_PROBLEM STATEMENT:_
Would you please copy every line of the material that follows, exactly as it reads?

_MATERIAL PROVIDED:_

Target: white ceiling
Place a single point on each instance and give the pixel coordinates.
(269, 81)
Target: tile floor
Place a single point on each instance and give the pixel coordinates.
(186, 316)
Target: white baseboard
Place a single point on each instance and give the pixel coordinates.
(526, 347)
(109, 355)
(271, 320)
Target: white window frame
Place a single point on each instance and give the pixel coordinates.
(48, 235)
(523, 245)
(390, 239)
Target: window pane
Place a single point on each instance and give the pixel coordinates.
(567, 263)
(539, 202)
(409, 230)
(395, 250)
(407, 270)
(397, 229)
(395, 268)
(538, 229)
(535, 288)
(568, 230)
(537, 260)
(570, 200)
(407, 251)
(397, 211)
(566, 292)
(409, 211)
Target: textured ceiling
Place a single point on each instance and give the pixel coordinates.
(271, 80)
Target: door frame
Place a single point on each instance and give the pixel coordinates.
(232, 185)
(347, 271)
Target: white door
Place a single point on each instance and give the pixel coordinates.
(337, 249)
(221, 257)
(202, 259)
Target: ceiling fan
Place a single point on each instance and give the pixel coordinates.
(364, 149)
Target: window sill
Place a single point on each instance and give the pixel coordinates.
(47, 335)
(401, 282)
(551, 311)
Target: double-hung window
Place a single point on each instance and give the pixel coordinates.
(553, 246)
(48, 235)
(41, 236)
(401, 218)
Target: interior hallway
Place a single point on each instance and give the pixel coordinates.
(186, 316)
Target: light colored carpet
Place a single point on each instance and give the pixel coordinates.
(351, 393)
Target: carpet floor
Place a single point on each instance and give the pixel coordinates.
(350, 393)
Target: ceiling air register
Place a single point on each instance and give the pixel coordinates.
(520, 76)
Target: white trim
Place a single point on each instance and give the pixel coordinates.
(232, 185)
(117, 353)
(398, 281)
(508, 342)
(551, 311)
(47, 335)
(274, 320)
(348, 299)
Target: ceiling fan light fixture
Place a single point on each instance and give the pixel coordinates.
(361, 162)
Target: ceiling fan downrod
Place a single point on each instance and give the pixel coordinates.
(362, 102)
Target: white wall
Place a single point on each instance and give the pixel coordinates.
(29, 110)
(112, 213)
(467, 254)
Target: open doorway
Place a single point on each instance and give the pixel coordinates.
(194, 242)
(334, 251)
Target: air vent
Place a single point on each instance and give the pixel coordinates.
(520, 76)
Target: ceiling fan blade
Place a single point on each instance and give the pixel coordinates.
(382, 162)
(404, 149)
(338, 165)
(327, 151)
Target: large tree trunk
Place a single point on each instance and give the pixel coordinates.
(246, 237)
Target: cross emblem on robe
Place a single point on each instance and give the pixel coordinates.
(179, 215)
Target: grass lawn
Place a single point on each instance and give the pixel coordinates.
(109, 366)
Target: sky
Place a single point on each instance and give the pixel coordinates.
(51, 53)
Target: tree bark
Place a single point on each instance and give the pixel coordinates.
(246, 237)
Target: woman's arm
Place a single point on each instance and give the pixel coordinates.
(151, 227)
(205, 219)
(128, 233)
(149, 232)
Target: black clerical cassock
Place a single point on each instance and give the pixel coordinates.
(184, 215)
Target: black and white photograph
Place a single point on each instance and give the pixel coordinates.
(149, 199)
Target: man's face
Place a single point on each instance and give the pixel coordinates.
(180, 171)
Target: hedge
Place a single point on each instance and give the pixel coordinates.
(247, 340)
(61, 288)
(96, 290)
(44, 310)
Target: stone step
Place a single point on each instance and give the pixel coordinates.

_RESULT OF THIS EXERCISE:_
Target: white ceiling
Place a single point on each instance and give the pixel coordinates.
(269, 81)
Target: tile floor
Place a single point on each instance and give the pixel coordinates.
(186, 316)
Target: white baseboard
Place a single point on each instance and give the pixel coordinates.
(526, 347)
(109, 355)
(271, 320)
Target: white window frame
Place a single point on each instance and give the pixel coordinates.
(48, 235)
(523, 245)
(390, 239)
Target: window pane
Place a single point on each instance and give the pixel coordinates.
(567, 263)
(539, 202)
(409, 230)
(395, 250)
(407, 270)
(397, 229)
(395, 268)
(538, 229)
(535, 288)
(568, 230)
(537, 260)
(570, 200)
(407, 251)
(397, 211)
(566, 292)
(409, 211)
Target: textured ceiling
Place a single point on each instance and give the pixel coordinates.
(271, 80)
Target: door frame
Place a single point on each instance and give the pixel coordinates.
(232, 185)
(347, 271)
Target: white door
Place a single point on each instance and give the pixel coordinates.
(337, 249)
(221, 257)
(202, 259)
Target: ceiling fan
Place a single point on each instance and give the pixel coordinates.
(364, 149)
Target: window sill
Place a single point on each instance and give the pixel coordinates.
(47, 335)
(401, 282)
(551, 311)
Target: double-hung window
Place a single point on each instance and give the pixel coordinates.
(553, 246)
(48, 235)
(41, 236)
(401, 218)
Target: interior hallway
Place a single point on each instance and give the pixel coordinates.
(186, 316)
Target: light colored carpet
Place a single point on each instance and give the pixel coordinates.
(351, 393)
Target: carpet floor
Place a single point on each instance and give the pixel coordinates.
(350, 393)
Target: ceiling air register
Place a single point on each instance and give the pixel coordinates.
(520, 76)
Target: white trim
Place a single point on each instance and give the pixel coordinates.
(232, 185)
(117, 353)
(398, 281)
(508, 342)
(551, 311)
(47, 335)
(274, 320)
(348, 299)
Target: ceiling fan light fixture
Place a single point on each instance and give the pixel coordinates.
(361, 162)
Target: ceiling fan downrod
Place a single point on each instance and give the pixel coordinates.
(362, 102)
Target: white wall
Place a single point on each instance and give the pixel coordinates.
(29, 110)
(112, 213)
(467, 254)
Target: open doorway
Place a single point on each instance and give the pixel coordinates.
(194, 242)
(334, 251)
Target: air vent
Place a single point on each instance and give the pixel coordinates.
(520, 76)
Target: ceiling fan blade
Place a single point on each instance and give the pixel coordinates.
(382, 162)
(404, 149)
(338, 165)
(327, 151)
Target: large tree trunk
Place a single point on each instance and give the pixel coordinates.
(246, 237)
Target: cross emblem on robe
Place a single point on each instance and give the pixel coordinates.
(179, 215)
Target: grass lawn
Place a single point on each instance and give the pixel coordinates.
(109, 366)
Target: sky
Place a single point on each instance and give the pixel coordinates.
(51, 53)
Target: tree bark
Place a single point on each instance and give the pixel coordinates.
(246, 237)
Target: woman's arm
Place a single point on each instance and give the pixel coordinates.
(151, 227)
(205, 219)
(128, 233)
(149, 232)
Target: black clerical cassock
Place a single point on each instance and give the pixel coordinates.
(184, 215)
Target: black and white photograph
Place a single point on each instance and give the pixel coordinates.
(149, 199)
Target: man's face
Place a single point on each instance and give the pixel coordinates.
(180, 171)
Target: hedge
Place a single point on each instance and give the pixel coordinates.
(247, 340)
(61, 288)
(96, 290)
(44, 310)
Target: stone step
Place a single point on each instance and give the pixel coordinates.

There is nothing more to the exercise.